Selected passage below:

In 1976, the brothers split, with Abdul Rahim and Abdul Latif retaining the business by buying out Abdul Wahab.

In 2006, the government of Dubai took a 30 percent stake in the conglomerate. It was reported the 30 percent stake replaced Galadari's debt to the government and other companies. A court-appointed by Mohammed bin Rashid Al Maktoum, the Vice President and Prime Minister of the United Arab Emirates, first restructured the group and then replaced the board with a three-member temporary board.

== Businesses ==
Galadari Brothers have investments in print and online media in the Middle East. Other companies under the Galadari Group in the UAE include Mazda UAE, Baskin-Robbins Ice Cream, Galadari Hotel in Colombo, Galadari Construction, Galadari Heavy Equipment Division, and Galadari Saudi Industrial Co. in Saudi Arabia, The group also has stakes in Galadari Cement in Karachi, Pakistan.

End of Selected passage.

• [Goal of the exercise]
According to the passage on Galadari Brothers, what stake did the government of Dubai take in the conglomerate in 2006?

Data records below:

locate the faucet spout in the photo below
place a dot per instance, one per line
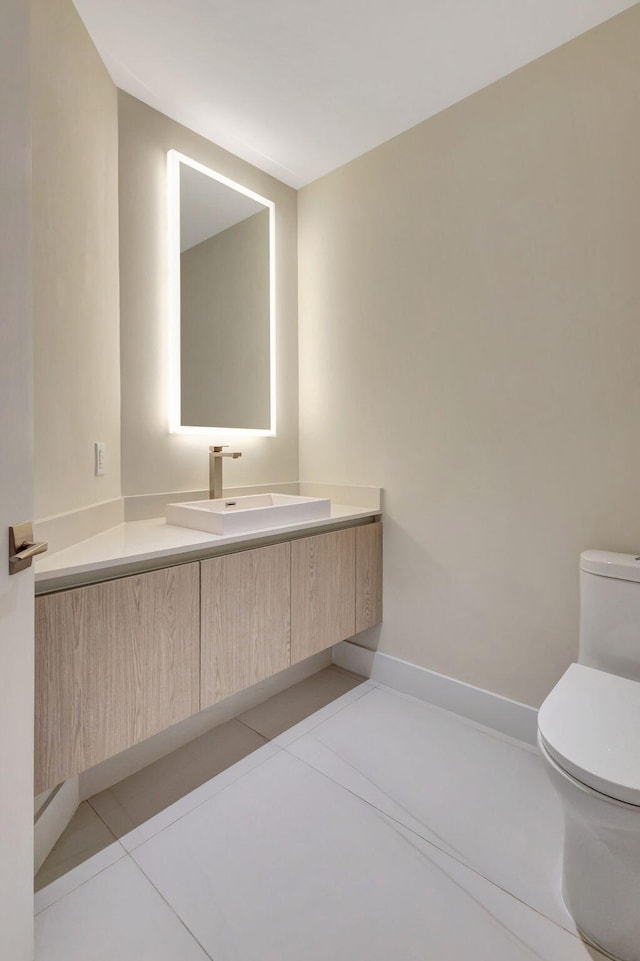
(215, 470)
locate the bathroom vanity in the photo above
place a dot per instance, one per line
(131, 641)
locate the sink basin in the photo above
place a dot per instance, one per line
(253, 512)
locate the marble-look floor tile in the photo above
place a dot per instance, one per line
(283, 712)
(138, 798)
(482, 799)
(116, 916)
(63, 885)
(286, 864)
(84, 837)
(148, 829)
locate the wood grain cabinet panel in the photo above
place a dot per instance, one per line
(245, 619)
(368, 576)
(322, 592)
(115, 663)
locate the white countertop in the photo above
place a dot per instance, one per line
(133, 544)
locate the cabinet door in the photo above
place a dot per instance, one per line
(245, 619)
(115, 663)
(368, 576)
(322, 592)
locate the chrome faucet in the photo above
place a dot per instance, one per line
(215, 470)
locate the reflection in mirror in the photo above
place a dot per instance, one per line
(222, 303)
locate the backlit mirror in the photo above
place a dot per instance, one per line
(222, 303)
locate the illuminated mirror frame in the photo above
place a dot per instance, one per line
(174, 159)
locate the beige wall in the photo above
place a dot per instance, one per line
(469, 339)
(75, 270)
(152, 459)
(16, 490)
(224, 347)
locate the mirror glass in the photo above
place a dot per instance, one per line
(221, 303)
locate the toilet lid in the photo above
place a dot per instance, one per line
(590, 725)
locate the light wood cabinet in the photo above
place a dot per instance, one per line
(322, 592)
(368, 576)
(115, 663)
(119, 661)
(245, 620)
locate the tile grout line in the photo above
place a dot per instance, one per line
(77, 887)
(271, 741)
(171, 908)
(458, 859)
(469, 722)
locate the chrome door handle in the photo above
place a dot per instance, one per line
(22, 547)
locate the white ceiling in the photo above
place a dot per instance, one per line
(300, 87)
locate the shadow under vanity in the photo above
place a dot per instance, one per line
(127, 656)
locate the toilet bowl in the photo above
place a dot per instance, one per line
(589, 739)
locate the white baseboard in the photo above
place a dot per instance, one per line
(52, 818)
(492, 710)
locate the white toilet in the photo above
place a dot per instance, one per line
(589, 736)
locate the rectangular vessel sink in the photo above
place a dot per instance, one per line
(253, 512)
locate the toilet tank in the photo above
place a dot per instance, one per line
(610, 613)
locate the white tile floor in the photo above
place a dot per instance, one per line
(377, 829)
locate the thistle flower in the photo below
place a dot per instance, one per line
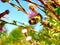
(28, 38)
(24, 31)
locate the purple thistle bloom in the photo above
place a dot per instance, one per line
(1, 29)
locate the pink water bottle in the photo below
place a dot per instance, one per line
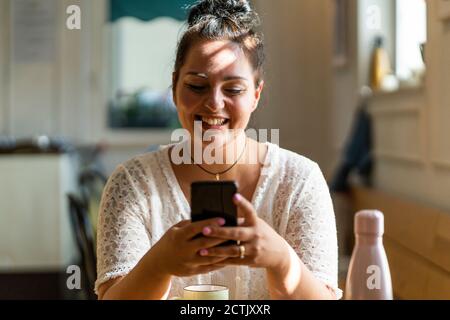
(368, 276)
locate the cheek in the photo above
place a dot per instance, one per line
(242, 108)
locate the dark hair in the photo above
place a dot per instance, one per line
(232, 20)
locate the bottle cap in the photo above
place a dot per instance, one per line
(369, 222)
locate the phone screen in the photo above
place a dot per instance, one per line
(210, 199)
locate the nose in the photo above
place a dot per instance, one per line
(215, 101)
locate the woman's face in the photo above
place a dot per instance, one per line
(216, 87)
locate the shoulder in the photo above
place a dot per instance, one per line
(291, 164)
(142, 166)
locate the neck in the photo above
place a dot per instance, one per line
(216, 156)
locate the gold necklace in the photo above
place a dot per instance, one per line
(217, 174)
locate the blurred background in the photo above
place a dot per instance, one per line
(360, 86)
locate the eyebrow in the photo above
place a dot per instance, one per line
(203, 75)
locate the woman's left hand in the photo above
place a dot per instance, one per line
(263, 247)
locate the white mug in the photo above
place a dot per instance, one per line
(204, 292)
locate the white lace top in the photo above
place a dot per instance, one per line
(143, 199)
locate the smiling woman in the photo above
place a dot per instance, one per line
(148, 248)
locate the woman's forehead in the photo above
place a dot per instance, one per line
(217, 56)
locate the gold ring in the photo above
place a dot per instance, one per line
(241, 252)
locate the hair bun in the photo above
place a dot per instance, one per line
(237, 11)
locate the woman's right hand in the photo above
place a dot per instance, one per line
(178, 254)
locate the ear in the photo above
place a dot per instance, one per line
(258, 94)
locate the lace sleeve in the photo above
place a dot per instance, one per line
(122, 237)
(311, 230)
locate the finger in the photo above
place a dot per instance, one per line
(245, 209)
(224, 252)
(210, 268)
(195, 228)
(203, 261)
(235, 262)
(230, 233)
(206, 243)
(182, 223)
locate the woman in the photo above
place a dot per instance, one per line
(147, 246)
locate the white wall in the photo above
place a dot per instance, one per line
(412, 145)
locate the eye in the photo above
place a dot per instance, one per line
(235, 91)
(195, 88)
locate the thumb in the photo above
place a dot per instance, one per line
(245, 209)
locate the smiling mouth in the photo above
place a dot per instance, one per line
(212, 121)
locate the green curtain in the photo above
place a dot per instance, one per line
(149, 9)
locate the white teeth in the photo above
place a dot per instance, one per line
(213, 121)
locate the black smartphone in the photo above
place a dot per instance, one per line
(211, 199)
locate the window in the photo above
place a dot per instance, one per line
(143, 57)
(144, 36)
(411, 36)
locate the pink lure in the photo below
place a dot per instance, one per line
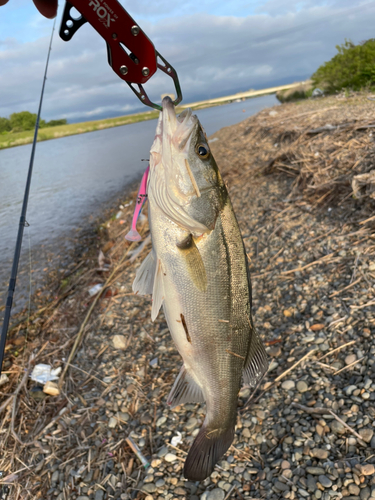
(133, 234)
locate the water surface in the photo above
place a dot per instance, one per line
(74, 177)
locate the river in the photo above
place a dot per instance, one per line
(74, 178)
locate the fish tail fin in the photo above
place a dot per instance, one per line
(209, 446)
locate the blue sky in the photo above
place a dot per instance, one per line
(216, 47)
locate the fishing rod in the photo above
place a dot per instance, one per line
(131, 55)
(23, 223)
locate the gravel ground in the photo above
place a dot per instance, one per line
(308, 432)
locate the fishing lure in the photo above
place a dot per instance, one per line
(133, 234)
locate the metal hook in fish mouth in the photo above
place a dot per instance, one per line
(168, 70)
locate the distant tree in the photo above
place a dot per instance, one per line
(4, 125)
(55, 123)
(353, 67)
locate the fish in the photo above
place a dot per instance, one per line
(198, 271)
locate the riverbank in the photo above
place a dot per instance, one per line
(308, 432)
(19, 138)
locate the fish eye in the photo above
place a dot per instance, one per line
(203, 151)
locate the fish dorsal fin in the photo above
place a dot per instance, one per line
(194, 263)
(158, 291)
(256, 364)
(185, 390)
(144, 279)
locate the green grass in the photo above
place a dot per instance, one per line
(11, 139)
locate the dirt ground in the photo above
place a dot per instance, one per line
(301, 182)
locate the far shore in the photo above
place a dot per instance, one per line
(20, 138)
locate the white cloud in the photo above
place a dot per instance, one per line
(214, 55)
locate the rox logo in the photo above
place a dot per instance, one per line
(102, 12)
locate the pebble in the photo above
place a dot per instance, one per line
(161, 421)
(365, 493)
(170, 457)
(366, 434)
(337, 427)
(302, 386)
(319, 453)
(281, 486)
(325, 481)
(353, 489)
(112, 422)
(288, 385)
(216, 494)
(149, 488)
(99, 494)
(350, 359)
(119, 342)
(191, 423)
(179, 491)
(315, 471)
(368, 470)
(55, 476)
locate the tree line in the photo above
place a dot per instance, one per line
(353, 67)
(18, 122)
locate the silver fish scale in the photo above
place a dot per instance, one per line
(216, 352)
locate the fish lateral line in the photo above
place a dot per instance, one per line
(188, 338)
(192, 178)
(234, 354)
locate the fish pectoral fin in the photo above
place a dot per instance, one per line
(209, 446)
(144, 279)
(185, 390)
(158, 291)
(194, 262)
(256, 364)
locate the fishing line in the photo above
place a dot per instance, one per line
(22, 223)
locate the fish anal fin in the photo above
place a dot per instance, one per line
(194, 263)
(144, 279)
(256, 364)
(209, 446)
(185, 390)
(157, 292)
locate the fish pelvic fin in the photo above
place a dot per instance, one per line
(185, 390)
(256, 364)
(144, 280)
(209, 446)
(157, 292)
(194, 263)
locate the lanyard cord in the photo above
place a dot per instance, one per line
(23, 223)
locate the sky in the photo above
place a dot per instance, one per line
(217, 48)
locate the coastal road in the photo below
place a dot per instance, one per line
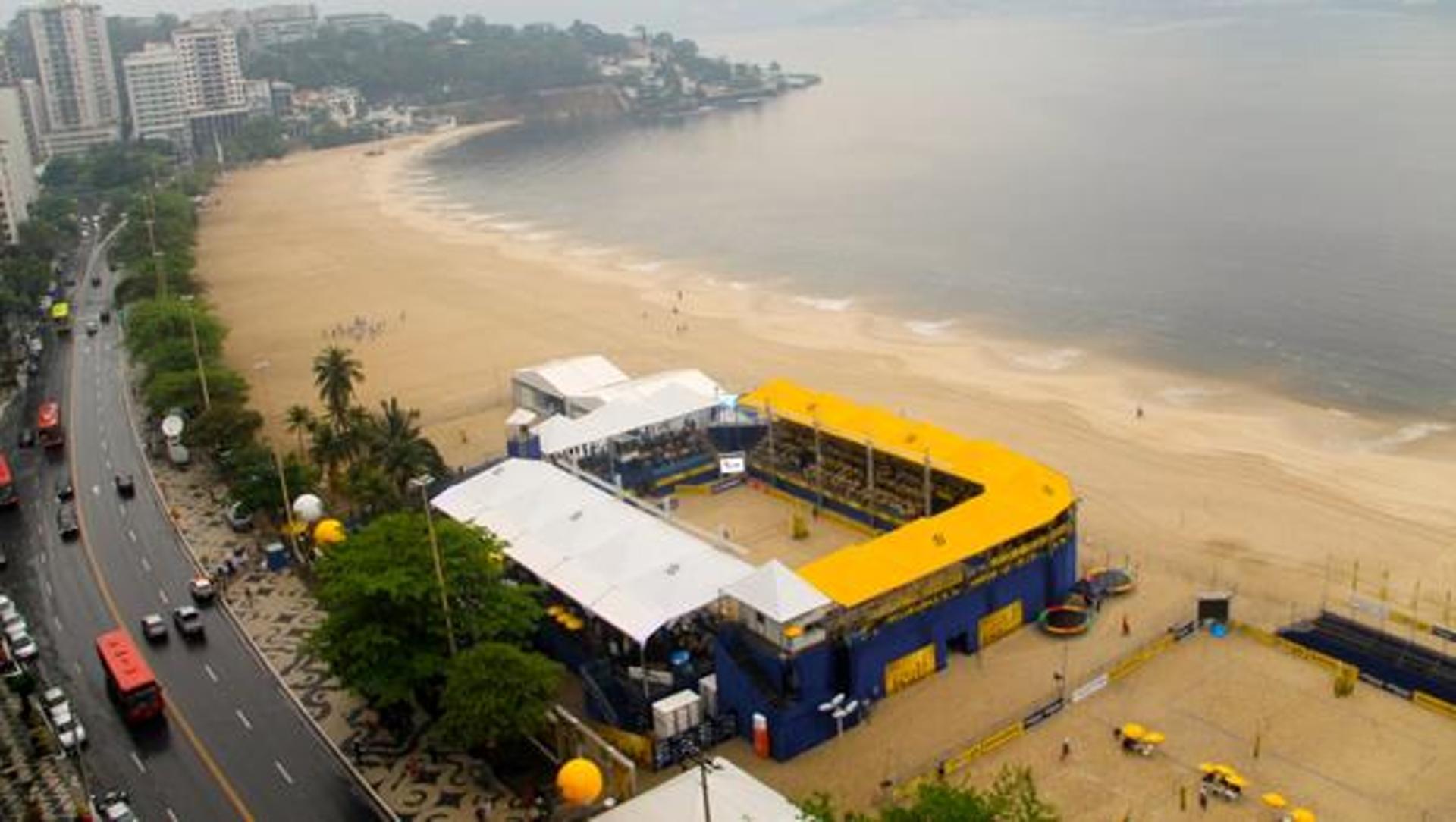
(234, 747)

End of Data records.

• [Result for this exercise]
A 30 percent stake.